▶ **Exercise brief**: Echo the data below verbatim, line by line, but omit the pictures.

▶ **Data rows**:
::::::::::
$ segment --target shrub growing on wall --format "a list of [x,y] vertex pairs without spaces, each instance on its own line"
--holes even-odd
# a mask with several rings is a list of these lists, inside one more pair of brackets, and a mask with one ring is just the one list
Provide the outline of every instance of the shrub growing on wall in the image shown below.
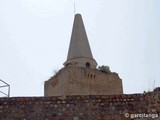
[[111,73],[109,66],[102,65],[99,66],[98,69],[104,73]]

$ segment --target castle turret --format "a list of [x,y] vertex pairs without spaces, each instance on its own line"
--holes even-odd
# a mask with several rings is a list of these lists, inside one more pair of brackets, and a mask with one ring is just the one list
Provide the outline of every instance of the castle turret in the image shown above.
[[96,69],[80,14],[74,18],[68,57],[53,77],[45,81],[44,96],[123,94],[118,74]]
[[80,14],[76,14],[74,18],[68,57],[64,65],[93,69],[97,66],[97,63],[92,56],[87,34]]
::::::::::
▶ **Complete output**:
$ segment --target shrub growing on wall --format "a list of [x,y] vertex pairs without spaces, each instance on its own line"
--holes even-odd
# a mask with several rings is a list of these lists, inside one more pair of brackets, and a mask with one ring is just the one list
Provide the outline of every instance of the shrub growing on wall in the image shown below.
[[111,73],[109,66],[102,65],[99,66],[98,69],[104,73]]

$ segment --target castle turret --format "a list of [x,y] vertex pairs without spaces, each instance on its own line"
--holes even-odd
# a mask with several rings is a list of these lists, inside one more pair of brackets, and a mask with one ring is just the one list
Provide the outline of every instance of the castle turret in the image shown above.
[[96,69],[80,14],[74,18],[68,57],[53,77],[45,81],[44,96],[123,94],[118,74]]
[[80,14],[76,14],[74,18],[68,57],[64,65],[93,69],[97,66],[97,63],[92,56],[87,34]]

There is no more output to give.